** Begin The data **

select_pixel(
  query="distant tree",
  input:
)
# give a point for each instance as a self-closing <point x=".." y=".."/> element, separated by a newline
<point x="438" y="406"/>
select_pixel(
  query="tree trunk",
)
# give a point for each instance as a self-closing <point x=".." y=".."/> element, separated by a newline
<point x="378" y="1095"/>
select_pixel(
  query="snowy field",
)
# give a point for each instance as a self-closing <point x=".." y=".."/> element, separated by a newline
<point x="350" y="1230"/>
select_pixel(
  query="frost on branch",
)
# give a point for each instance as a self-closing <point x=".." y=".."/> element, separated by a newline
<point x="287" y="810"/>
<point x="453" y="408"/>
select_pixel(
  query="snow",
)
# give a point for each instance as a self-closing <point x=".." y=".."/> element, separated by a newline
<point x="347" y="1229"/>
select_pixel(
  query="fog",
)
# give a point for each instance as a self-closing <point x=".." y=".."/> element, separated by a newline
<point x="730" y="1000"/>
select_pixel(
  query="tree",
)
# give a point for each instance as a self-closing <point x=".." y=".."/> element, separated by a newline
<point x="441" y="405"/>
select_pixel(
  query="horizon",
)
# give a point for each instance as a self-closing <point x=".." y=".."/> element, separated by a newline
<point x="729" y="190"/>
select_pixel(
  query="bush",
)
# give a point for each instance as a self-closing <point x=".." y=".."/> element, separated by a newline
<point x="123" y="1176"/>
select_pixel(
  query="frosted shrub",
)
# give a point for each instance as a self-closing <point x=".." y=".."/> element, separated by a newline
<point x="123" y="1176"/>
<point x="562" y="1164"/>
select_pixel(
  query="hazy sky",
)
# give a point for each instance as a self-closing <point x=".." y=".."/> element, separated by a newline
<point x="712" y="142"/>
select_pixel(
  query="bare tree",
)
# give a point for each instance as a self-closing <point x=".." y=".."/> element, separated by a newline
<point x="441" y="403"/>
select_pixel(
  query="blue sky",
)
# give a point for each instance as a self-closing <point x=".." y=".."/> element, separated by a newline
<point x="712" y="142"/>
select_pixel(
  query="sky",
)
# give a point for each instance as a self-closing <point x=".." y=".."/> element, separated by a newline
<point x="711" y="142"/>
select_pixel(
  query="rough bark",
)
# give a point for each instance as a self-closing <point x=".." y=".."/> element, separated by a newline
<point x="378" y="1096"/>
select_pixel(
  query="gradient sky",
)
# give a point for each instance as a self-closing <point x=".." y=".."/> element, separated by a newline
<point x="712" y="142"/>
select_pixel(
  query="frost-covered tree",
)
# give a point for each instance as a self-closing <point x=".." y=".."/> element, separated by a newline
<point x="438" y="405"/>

** End The data **
** Begin The data **

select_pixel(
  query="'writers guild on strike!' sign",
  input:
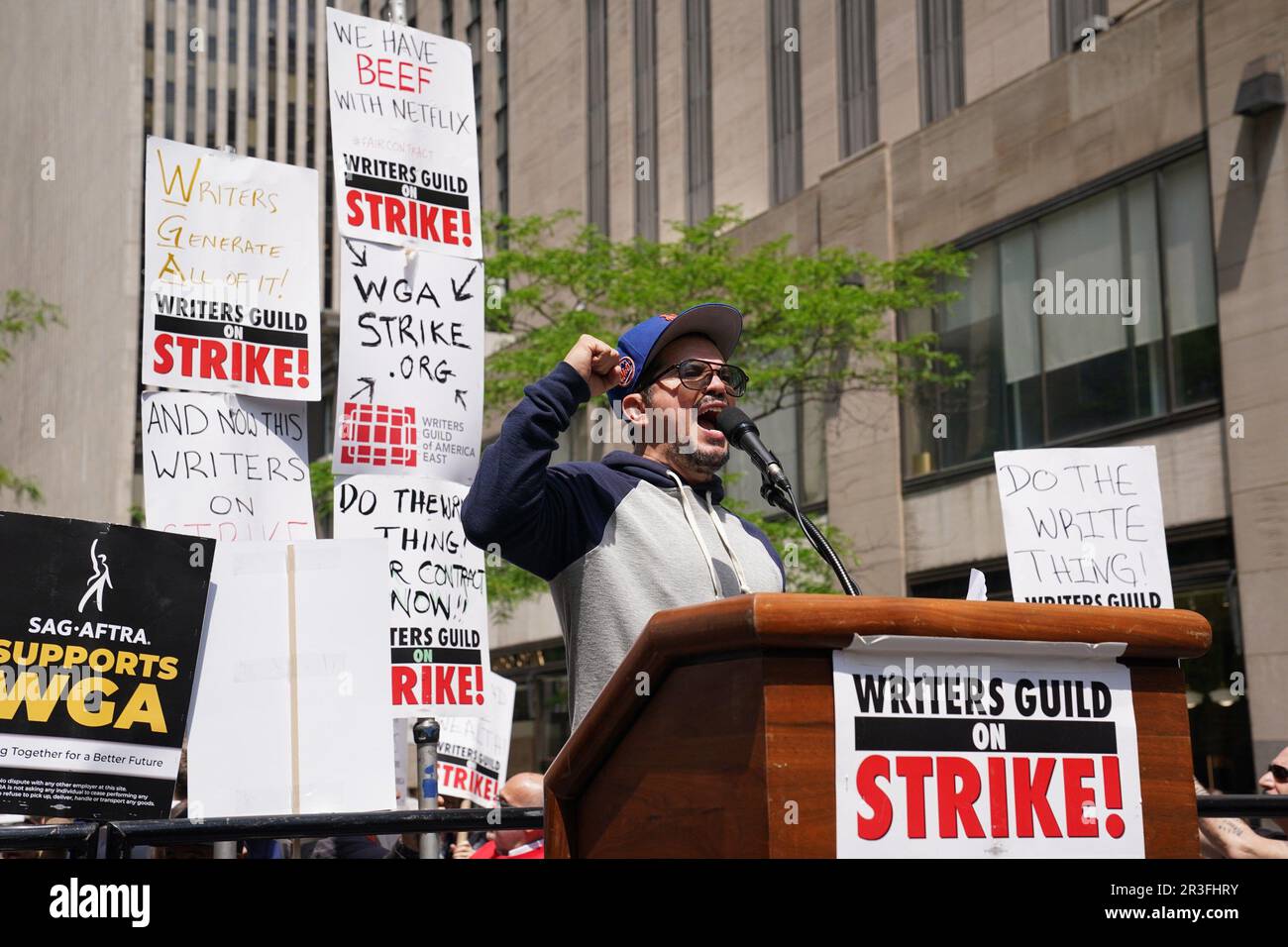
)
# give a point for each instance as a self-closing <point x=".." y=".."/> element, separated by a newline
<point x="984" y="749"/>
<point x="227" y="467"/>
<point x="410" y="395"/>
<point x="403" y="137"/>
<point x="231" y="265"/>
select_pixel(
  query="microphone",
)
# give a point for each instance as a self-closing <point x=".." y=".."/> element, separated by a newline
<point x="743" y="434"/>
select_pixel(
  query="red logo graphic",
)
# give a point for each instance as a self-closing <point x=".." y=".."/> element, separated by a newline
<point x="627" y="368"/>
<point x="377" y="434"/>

** End The data **
** Begin The data **

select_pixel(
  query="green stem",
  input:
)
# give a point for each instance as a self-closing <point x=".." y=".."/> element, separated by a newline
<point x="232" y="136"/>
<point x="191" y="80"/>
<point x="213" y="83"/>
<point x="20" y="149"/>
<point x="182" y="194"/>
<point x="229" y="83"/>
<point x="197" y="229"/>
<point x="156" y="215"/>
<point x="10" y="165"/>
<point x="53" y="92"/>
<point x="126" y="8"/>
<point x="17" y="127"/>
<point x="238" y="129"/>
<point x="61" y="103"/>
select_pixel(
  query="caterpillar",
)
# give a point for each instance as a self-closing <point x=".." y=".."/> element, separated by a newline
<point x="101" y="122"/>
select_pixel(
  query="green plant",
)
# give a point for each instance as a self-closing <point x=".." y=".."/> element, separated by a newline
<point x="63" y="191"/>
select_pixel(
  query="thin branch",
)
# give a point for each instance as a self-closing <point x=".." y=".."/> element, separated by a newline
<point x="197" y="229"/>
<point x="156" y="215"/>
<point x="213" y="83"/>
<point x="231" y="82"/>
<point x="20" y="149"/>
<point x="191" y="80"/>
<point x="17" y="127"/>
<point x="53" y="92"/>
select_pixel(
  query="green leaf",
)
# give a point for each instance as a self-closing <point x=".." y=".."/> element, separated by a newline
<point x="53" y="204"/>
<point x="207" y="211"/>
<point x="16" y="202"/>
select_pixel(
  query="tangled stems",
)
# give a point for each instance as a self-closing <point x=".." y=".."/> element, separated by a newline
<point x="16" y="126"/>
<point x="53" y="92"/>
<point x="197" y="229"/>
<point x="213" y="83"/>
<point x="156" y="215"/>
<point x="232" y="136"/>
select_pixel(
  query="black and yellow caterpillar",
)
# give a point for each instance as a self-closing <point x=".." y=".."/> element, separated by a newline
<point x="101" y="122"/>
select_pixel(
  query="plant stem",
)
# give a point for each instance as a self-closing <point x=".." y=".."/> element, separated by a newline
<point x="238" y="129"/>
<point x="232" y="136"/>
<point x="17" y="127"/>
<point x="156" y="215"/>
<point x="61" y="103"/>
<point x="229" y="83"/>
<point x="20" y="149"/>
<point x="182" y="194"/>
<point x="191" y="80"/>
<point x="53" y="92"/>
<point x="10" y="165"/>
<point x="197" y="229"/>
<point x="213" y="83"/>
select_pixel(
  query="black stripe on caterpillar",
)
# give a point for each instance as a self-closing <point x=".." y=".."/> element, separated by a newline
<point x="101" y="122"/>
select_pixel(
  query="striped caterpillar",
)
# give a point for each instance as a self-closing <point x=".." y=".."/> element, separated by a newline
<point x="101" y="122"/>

** End The data **

Locate each line in the records that includes the word "caterpillar" and copy it.

### [Answer]
  query="caterpillar",
  query="black and yellow caterpillar",
  query="black stripe on caterpillar",
  query="striped caterpillar",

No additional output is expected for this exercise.